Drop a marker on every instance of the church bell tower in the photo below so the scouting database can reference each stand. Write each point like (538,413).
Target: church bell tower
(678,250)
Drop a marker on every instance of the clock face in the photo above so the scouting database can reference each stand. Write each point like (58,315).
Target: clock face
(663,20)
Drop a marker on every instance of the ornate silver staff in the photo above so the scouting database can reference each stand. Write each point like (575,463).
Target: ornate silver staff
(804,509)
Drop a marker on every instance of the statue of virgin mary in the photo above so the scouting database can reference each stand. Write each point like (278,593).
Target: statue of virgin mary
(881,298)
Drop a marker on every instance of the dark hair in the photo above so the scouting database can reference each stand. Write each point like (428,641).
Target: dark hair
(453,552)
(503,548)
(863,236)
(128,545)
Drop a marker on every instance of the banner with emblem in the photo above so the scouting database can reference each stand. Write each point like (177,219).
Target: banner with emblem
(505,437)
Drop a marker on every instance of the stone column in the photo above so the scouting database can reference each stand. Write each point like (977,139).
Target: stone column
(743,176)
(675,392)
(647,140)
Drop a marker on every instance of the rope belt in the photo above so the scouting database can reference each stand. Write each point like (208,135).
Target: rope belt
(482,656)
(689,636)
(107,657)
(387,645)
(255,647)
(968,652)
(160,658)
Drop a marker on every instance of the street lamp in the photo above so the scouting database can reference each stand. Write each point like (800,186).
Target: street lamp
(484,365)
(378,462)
· · ·
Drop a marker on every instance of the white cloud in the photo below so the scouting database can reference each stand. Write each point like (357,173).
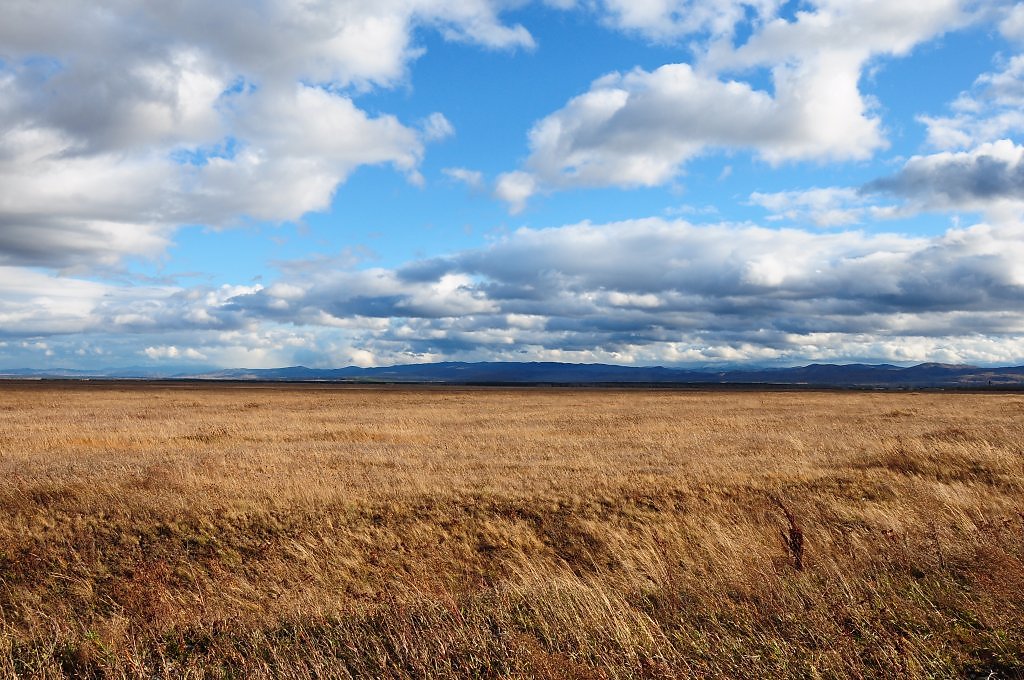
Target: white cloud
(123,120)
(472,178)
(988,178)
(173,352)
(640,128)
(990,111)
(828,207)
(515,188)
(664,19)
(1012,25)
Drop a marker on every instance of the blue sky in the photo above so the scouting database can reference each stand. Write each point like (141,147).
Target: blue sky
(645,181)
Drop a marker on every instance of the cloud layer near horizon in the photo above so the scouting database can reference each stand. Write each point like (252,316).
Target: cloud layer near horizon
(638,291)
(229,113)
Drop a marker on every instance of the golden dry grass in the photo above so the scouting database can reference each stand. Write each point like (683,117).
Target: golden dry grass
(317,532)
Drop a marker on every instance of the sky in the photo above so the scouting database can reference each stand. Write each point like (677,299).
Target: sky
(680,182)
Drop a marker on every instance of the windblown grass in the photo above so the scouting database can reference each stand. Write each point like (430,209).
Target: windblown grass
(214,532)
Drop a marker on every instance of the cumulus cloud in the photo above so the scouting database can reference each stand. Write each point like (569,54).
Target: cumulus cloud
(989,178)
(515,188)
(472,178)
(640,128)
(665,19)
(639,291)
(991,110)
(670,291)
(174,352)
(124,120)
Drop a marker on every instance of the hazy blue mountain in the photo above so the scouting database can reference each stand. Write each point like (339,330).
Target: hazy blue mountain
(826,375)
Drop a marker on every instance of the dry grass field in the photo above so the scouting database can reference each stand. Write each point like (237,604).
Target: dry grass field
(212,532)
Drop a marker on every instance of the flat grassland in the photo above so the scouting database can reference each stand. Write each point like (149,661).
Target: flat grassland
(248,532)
· · ·
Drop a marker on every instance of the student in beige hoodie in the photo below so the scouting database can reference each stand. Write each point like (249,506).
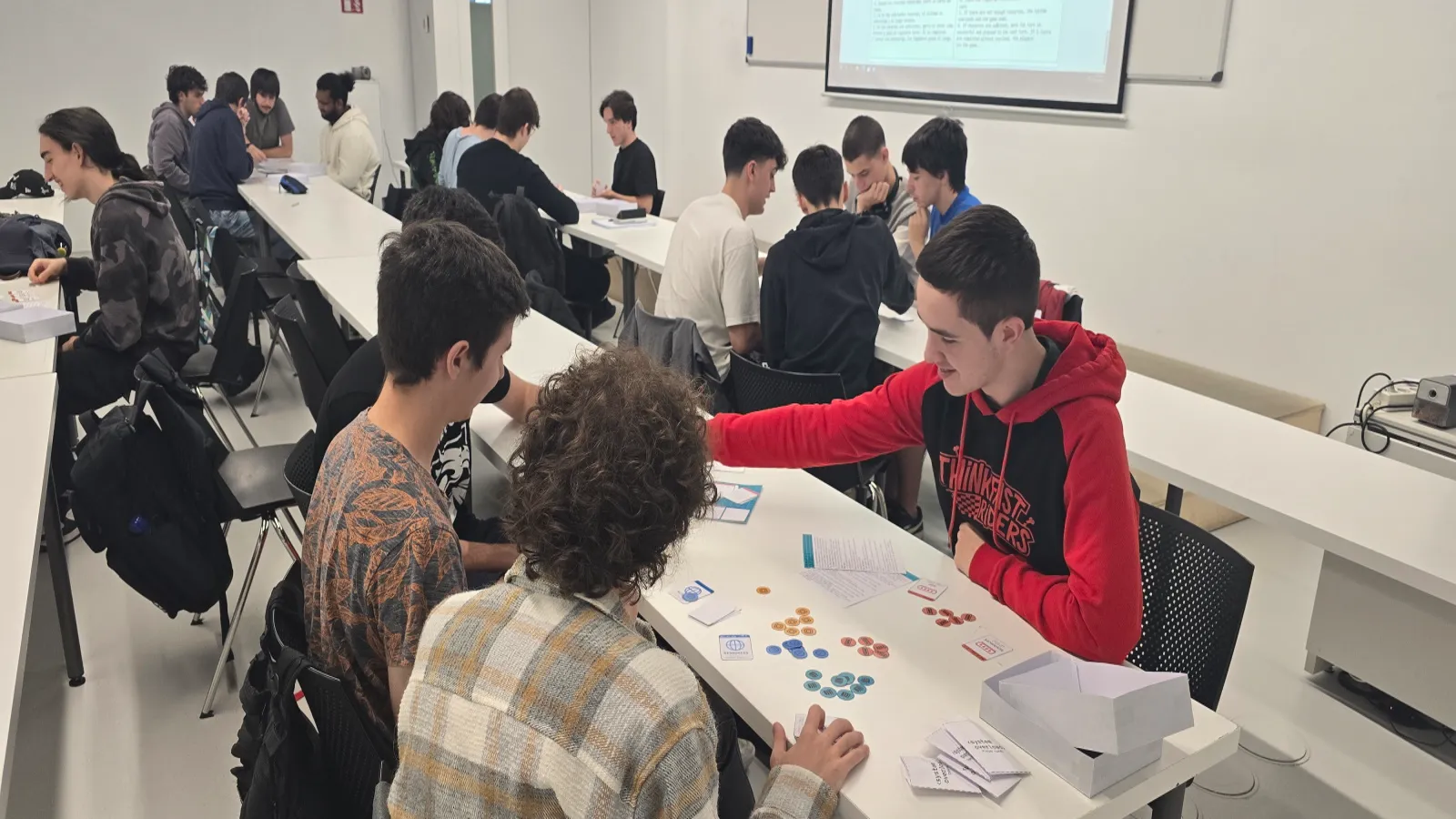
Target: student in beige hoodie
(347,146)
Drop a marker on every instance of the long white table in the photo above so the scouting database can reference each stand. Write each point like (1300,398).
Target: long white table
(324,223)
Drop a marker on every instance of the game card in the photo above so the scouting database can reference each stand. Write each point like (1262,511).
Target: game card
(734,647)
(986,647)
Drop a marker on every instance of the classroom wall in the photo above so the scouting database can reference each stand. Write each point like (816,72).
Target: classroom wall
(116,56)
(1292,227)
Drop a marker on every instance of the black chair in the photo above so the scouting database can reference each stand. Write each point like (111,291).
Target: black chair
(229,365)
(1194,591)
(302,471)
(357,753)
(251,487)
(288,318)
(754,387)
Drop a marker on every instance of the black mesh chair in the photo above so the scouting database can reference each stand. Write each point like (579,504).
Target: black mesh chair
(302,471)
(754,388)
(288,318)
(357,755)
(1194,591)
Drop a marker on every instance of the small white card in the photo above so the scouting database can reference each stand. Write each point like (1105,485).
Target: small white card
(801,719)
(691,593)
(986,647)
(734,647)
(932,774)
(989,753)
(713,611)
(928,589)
· · ·
● **Set problem**
How many lines in the rows above contain the string "stone"? Case counts. Reply with the number alone.

● **Worked solution**
2